[RECORDS FOR THE TASK Boundary: Start]
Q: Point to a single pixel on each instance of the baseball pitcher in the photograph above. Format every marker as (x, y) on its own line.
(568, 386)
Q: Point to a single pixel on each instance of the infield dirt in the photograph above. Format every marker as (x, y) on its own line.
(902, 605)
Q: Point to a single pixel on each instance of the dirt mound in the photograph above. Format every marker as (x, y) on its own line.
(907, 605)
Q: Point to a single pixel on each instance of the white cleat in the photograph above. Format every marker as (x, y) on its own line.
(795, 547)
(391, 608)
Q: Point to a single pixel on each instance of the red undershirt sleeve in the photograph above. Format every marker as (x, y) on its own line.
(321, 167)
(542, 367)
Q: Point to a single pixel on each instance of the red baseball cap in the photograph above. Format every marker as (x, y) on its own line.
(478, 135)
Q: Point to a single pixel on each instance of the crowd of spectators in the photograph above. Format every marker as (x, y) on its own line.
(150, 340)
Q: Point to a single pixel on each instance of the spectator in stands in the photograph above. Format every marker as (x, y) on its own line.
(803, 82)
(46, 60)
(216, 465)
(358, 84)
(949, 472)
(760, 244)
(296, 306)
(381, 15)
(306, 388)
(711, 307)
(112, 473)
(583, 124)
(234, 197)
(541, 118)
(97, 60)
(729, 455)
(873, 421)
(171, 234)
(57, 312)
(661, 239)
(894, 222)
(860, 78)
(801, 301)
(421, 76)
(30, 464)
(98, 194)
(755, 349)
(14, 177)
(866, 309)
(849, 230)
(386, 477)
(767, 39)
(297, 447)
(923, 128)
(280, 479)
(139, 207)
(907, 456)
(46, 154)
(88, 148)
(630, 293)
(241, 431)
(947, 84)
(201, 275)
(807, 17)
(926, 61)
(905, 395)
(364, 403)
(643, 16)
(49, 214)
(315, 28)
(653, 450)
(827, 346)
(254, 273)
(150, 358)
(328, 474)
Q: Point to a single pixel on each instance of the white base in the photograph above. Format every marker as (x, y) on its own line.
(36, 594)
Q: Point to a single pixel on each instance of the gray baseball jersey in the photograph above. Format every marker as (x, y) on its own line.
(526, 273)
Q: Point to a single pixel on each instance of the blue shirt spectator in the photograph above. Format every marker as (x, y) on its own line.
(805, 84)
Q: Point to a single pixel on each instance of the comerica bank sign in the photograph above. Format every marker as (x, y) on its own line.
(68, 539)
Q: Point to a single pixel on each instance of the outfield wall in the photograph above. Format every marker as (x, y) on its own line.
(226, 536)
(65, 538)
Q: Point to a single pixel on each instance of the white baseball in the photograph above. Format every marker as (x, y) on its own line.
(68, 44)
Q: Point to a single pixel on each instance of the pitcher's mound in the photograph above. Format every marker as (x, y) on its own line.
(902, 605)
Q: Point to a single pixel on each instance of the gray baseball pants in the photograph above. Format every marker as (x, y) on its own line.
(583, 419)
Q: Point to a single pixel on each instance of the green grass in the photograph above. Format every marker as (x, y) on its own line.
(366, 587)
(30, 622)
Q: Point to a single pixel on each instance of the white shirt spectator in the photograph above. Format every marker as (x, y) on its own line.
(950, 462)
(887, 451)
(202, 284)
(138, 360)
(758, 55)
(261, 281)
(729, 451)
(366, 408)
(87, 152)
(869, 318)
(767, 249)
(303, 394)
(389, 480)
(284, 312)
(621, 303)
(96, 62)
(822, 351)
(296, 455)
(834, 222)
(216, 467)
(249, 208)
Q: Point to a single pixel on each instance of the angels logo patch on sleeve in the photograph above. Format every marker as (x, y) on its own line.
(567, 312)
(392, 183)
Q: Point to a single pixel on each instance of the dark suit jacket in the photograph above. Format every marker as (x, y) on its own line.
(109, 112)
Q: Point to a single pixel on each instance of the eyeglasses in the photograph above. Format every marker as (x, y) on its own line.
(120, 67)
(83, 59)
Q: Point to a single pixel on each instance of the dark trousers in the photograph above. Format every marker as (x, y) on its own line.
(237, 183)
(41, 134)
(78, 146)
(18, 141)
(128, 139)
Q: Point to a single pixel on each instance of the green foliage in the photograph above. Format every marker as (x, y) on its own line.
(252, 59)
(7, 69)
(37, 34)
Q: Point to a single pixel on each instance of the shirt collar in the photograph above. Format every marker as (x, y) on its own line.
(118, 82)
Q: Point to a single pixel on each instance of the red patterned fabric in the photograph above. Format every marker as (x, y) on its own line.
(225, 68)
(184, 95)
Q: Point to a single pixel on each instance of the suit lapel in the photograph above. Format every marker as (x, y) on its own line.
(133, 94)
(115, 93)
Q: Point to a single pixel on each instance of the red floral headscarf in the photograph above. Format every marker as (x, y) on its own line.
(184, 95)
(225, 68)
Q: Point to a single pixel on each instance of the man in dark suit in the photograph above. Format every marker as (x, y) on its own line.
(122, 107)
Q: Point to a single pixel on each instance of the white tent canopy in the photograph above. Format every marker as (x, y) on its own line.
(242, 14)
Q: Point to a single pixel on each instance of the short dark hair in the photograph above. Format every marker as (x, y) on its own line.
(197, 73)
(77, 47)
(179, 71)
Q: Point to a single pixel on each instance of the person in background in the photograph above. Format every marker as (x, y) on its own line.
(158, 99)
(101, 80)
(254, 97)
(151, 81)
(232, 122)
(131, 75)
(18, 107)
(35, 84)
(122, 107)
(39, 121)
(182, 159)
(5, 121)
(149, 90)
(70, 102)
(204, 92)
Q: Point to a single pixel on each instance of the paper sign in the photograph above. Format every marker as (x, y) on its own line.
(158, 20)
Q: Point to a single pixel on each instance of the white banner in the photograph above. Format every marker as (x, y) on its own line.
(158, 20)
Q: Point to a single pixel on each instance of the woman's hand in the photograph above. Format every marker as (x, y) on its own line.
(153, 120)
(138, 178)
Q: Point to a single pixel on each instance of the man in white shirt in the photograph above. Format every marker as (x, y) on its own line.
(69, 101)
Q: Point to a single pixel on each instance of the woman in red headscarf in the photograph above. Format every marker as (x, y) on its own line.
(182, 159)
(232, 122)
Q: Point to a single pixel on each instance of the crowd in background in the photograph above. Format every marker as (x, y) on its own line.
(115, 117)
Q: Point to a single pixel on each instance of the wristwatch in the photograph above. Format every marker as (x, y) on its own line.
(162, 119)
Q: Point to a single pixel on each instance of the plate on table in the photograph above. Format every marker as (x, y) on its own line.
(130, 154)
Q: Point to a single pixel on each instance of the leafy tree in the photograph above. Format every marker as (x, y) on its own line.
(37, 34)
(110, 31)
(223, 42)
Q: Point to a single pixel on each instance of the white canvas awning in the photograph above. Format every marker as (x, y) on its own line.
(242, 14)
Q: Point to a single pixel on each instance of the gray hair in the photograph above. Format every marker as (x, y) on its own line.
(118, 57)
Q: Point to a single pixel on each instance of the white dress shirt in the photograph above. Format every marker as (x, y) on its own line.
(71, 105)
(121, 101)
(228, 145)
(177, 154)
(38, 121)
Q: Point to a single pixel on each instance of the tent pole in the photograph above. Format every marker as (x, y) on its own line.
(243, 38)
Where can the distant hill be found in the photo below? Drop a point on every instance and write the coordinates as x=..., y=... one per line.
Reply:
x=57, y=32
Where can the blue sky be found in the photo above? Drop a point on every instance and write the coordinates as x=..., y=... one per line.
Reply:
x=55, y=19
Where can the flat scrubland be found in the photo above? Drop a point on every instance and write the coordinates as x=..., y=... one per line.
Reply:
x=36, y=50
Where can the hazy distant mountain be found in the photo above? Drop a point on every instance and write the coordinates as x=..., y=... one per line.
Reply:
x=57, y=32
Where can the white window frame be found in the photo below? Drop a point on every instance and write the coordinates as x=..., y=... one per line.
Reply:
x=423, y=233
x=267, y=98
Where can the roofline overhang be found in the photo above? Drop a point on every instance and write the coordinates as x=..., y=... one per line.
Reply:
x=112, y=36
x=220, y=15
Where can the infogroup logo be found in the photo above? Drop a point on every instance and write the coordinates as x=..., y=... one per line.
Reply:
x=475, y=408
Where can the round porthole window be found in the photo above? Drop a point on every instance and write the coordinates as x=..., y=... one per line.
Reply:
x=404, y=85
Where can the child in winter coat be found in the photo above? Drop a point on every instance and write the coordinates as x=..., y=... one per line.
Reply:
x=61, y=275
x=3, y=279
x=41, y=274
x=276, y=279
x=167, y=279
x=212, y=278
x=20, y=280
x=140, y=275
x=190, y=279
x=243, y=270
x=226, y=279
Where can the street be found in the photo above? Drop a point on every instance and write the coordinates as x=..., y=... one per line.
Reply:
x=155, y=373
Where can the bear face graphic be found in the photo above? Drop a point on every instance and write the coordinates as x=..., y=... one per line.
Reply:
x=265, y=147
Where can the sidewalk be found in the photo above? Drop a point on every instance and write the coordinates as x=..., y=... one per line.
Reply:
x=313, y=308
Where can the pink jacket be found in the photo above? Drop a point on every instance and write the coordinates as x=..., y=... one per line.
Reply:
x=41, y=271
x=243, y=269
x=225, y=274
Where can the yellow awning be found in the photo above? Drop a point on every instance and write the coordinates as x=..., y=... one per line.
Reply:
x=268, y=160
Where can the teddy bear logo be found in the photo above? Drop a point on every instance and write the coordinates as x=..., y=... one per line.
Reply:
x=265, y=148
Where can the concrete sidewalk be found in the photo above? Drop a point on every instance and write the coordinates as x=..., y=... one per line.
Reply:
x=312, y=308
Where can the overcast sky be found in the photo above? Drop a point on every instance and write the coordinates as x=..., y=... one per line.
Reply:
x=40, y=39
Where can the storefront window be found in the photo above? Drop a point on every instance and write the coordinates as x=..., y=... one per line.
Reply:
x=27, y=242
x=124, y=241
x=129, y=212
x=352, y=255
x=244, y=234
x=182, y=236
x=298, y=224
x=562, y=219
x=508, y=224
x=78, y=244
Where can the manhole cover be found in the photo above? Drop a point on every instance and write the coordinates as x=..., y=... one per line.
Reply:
[RECORDS FOR THE TASK Boundary: End]
• EXERCISE: Could you filter the entries above for lines holding the string "bear" and copy them?

• ANSWER SPACE:
Where can the bear face graphic be found in the photo above? Drop a point on every instance and write the coordinates as x=..., y=... one per line.
Where can the teddy bear logo be found in the photo above? Drop a point on every instance and write the coordinates as x=..., y=... one per line.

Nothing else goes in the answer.